| MATERIAL FOR THE TASK |
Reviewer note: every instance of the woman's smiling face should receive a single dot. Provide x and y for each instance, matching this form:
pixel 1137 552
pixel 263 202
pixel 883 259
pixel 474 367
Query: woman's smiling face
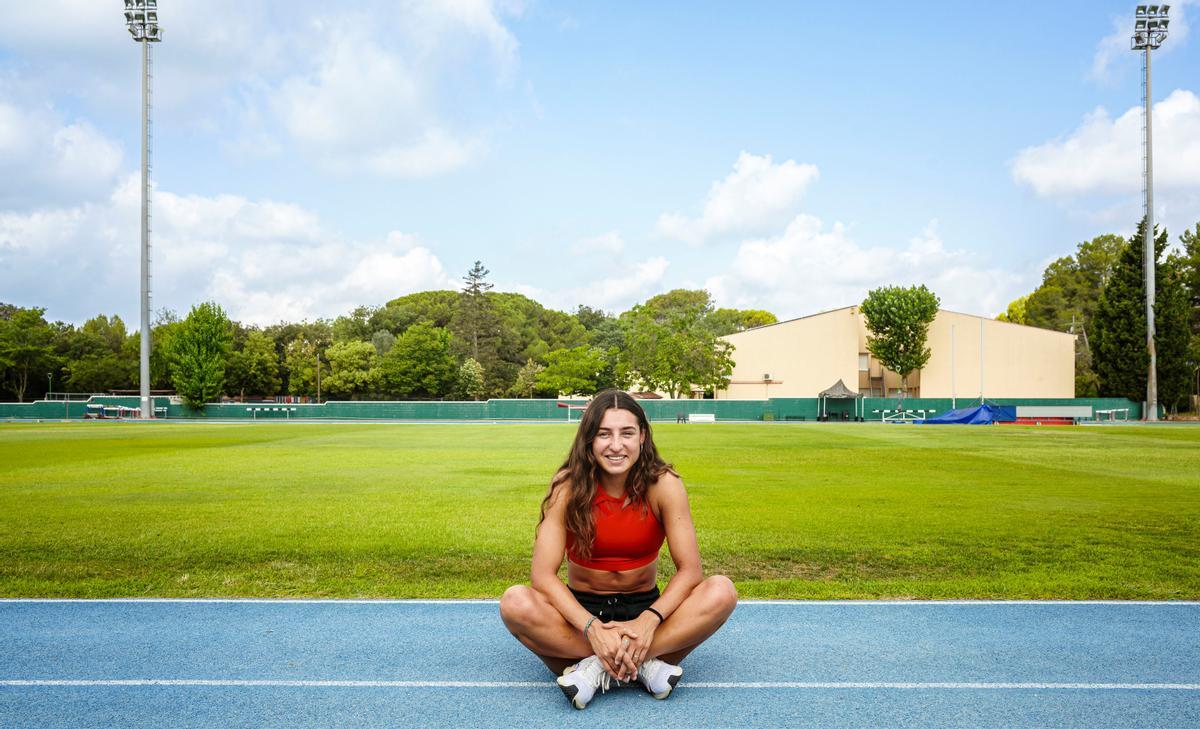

| WHAT THE EXERCISE ASKS |
All lines from the one containing "pixel 883 259" through the final line of the entries above are to be copied exactly; the pictures are not.

| SOLVED PROBLEM |
pixel 883 259
pixel 474 367
Query: woman's smiling face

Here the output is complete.